Что еще более удивительно, текстуальные пересечения не ограничиваются мотивационным планом, но затрагивают и художественный, повествовательный ряд. Мариэтта Чудакова отмечает, что “киевские” сцены “Сентиментального путешествия” “самим выбором и компоновкой деталей местами очень близки к отдельным страницам еще не написанной “Белой гвардии”…” [Чудакова 1988: 261] Случались совпадения и почти буквальные.

Шкловский:
"На Украине были следующие силы: …
В Киеве немцы, которым было приказано французами поддерживать Скоропадского…
А в отдалении - “всех вас давишь” - голодные большевики." [Шкловский 1990: 167]

Булгаков:
"Ладно: тут немцы, а там, за далеким кордоном, где сизые леса, большевики. Только две силы." [Булгаков 1989: 224]

Или:
"Стоит поезд - броневой, а на нем красная надпись “Смерть буржуям”: буквы торчат, так и влезают в воздух, а броневик исшарпанный и пустой какой-то, и непременно приедет в Киев." [Шкловский 1990: 178]

Чтобы идентифицировать булгаковский аналог этого отрывка достаточно вспомнить финал “Белой гвардии”, занесенный снегом полустанок и одинокого часового, стоящего на посту около пустого и недвижного бронепоезда “Пролетарий”.

Чудакова полагает эти сближения доказательством огромного - и несомненно невольного - воздействия, оказанного на Булгакова “Сентиментальным путушествием”. Со своей стороны мы хотели бы заметить, что заимствования, особенно заимствования невольные, указывают еще и на значительную степень внутренней близости между произведениями - и авторами произведений. Успешная интеграция (так, образ бронепоезда “Пролетарий” стал важной частью связки, на которой удерживается финал романа) подразумевает совместимость, близость.

Более того, Булгаков - возможно подсознательно - сам подчеркивает этот мотив родства.

Та речь, которую произносит перед юнкерами полковник Малышев (человек безусловно принадлежащий к турбинскому кругу), по сумме идей - да и отчасти по стилистике - чрезвычайно напоминает выступление прапорщика Шполянского перед солдатами броневого дивизиона.

"Вопрос: кого желаете защищать?… Не позже чем через несколько часов мы станем свидетелями катастрофы, когда обманутые и втянутые в авантюру люди вроде вас будут перебиты как собаки." [Булгаков 1989: 274-275]

Далее, в распорядок дня Михаила Семеновича Булгаков вводит следующий пункт: “на рассвете писал научный труд “Интуитивное у Гоголя””. О том, насколько важен и значим был образ Гоголя для Булгакова, написано множество работ. Можно предположить. что в какой-то мере Гоголь был для Булгакова и инструментом самоидентификации. В пользу этого говорит и предпринятая Булгаковым попытка написать полифонический роман-поэму - результатом стал “музыкальный” - по определению Бориса Гаспарова - роман “Мастер и Маргарита”. Отдавая Шполянскому Гоголя (о чем же еще можно писать научный труд в фантастическом, занесенном снегом, продуваемом ветром насквозь, обреченном Городе?), Булгаков, тем самым проецирует на соперника часть себя.

Список заданий:
1. Перескажите текст о Шкловском и Булгакове в двух предложениях.
2. Выпишите из текста о Шкловском и Булгакове все ссылки, заключенные в квадратные скобки.
3. Пожалуйста, продолжите текст о Шкловском и Булгакове, начав сразу после его последнего предложения.

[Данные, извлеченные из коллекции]

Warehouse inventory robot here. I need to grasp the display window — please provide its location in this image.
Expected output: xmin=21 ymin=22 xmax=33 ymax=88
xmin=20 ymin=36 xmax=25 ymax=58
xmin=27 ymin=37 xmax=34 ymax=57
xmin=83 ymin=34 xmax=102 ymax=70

Ответы по заданиям:
1. Киевские сцены «Сентиментального путешествия» Шкловского местами почти буквально совпадают с «Белой гвардией» Булгакова, и Чудакова считает эти сближения доказательством огромного и невольного воздействия книги на Булгакова. Автор добавляет, что такие заимствования указывают и на внутреннюю близость произведений и их авторов, а Булгаков сам подчеркивает это родство: речь Малышева у него напоминает выступление Шполянского, а Шполянскому он отдает научный труд о Гоголе.

2.
[Чудакова 1988: 261]
[Шкловский 1990: 167]
[Булгаков 1989: 224]
[Шкловский 1990: 178]
[Булгаков 1989: 274-275]

3.
Таким образом Шкловский, Шполянский не просто антагонист - он антагонист-двойник, “черный человек в шкафу”, возможность родства с которым яростно отрицается и тайно (проговорками: Гоголь, структурой сюжета: Юлия Рейсс) признается.

Здесь мы хотели бы обратить внимание читателя на следующий - достаточно любопытный - поворот.

Если Шполянский - злой гений “Белой гвардии”, то добрым ее гением является безусловно полковник Белградского гусарского полка Феликс Феликсович Най-Турс. Это он, своевременно появивишись под Красным Трактиром, выручает замерзающего в снегу Мышлаевского, это он остается с пулеметом прикрывать отступление попавших в ловушку юнкеров, и это ему обязан жизнью унтер-офицер Николка Турбин, отправленный на верную гибель безликим телефонным голосом.

Образ Най-Турса зеркален образу Шполянского. Шполянский губит - и исчезает; Най-Турс спасает - и остается, гибнет. Шполянский лишен автором прав на положительные качества; Най-Турс является собранием всех офицерских достоинств.

Собственно, еще до появления полковника в действии, о Най-Турсе уже известно, что ему предстоит въехать в рай на боевом коне и быть немедленно зачисленным в бригаду крестоносцев. (Судя по всему, слово “кресто-носец” имеет в данном случае более чем одно значение - сцены поисков тела Най-Турса и его похорон исключительно богаты евангельскими ассоциациями. Особенно, если учитывать, что поиск и погребение организует его ученик и последователь “юнкерок в пешем строю” Николка Турбин.)

Однако, при ближайшем рассмотрении мы обнаруживаем нечто чрезвычайно подозрительное. Описывая внешность идеального героя, Булгаков замечает, что полковник Най-Турс - “черный, гладко выбритый с траурными глазами кавалерист”. Всего шестью страницами раньше по меньшей мере два из этих эпитетов были отнесены к Михаилу Семеновичу Шполянскому (который, как мы помним “черный и бритый”).

При этом, траурные глаза Феликса Феликсовича оказывают на окружающих точно такое же воздействие, что и исключительное красноречие Михаила Семеновича - а именно заставляют “внимательнейшим образом его выслушивать” и во всем с ним соглашаться.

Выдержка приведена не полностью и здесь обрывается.